BlackSamorez / tensor_parallel

Automatically split your PyTorch models on multiple GPUs for training & inference
MIT License
625 stars 39 forks source link

Compatibility with `transformers > 4.36`: error: `AttributeError: 'tuple' object has no attribute 'to_legacy_cache'` #137

Open Dr-Left opened 2 months ago

Dr-Left commented 2 months ago

This is mentioned in the transformers library. https://github.com/huggingface/transformers/issues/28003 & https://github.com/huggingface/transformers/issues/28045

I used transformers==4.43.3 with tensor_parallel==2.0.0, and I loaded the Llama-3.1-8B-Instruct model. When I am doing inference, there is an error:

Traceback (most recent call last):
  File "/home/bc20/jingwei/topk/./exploration/eval/save_vectors.py", line 151, in <module>
    main(args)
  File "/home/bc20/jingwei/topk/./exploration/eval/save_vectors.py", line 120, in main
    evaluator.evaluate(model)
  File "/home/bc20/anaconda3/envs/dejavu/lib/python3.11/site-packages/torch/utils/_contextlib.py", line 115, in decorate_context
    return func(*args, **kwargs)

| Data section |
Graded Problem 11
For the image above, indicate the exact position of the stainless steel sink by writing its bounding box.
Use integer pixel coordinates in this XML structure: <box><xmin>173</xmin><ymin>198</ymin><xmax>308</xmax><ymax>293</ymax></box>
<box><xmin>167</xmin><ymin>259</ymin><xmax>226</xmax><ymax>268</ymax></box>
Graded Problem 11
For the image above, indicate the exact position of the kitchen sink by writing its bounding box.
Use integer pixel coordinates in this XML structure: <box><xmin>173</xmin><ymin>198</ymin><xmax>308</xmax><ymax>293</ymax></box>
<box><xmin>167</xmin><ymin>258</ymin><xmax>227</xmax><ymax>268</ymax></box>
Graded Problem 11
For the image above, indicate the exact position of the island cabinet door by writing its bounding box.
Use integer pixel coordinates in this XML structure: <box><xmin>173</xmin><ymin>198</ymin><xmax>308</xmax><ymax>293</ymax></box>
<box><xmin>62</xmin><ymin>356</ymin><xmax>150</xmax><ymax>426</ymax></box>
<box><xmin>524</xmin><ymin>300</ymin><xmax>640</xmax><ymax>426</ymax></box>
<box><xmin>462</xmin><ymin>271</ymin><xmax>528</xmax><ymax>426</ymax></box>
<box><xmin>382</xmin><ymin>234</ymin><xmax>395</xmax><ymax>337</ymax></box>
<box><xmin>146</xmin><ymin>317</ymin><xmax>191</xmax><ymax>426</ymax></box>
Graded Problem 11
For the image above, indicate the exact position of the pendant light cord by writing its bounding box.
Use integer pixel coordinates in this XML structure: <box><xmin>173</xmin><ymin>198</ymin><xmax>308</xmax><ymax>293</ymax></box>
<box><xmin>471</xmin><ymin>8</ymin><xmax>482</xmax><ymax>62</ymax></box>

| Given task |
From the issue about the `to_legacy_cache` error above, pull out the stretch from "Open Dr-Left opened" through "evaluator.evaluate(model)", word for word.

| Solution |
Open Dr-Left opened 2 months ago

Dr-Left commented 2 months ago

This is mentioned in the transformers library. https://github.com/huggingface/transformers/issues/28003 & https://github.com/huggingface/transformers/issues/28045

I used transformers==4.43.3 with tensor_parallel==2.0.0, and I loaded the Llama-3.1-8B-Instruct model. When I am doing inference, there is an error:

Traceback (most recent call last):
  File "/home/bc20/jingwei/topk/./exploration/eval/save_vectors.py", line 151, in <module>
    main(args)
  File "/home/bc20/jingwei/topk/./exploration/eval/save_vectors.py", line 120, in main
    evaluator.evaluate(model)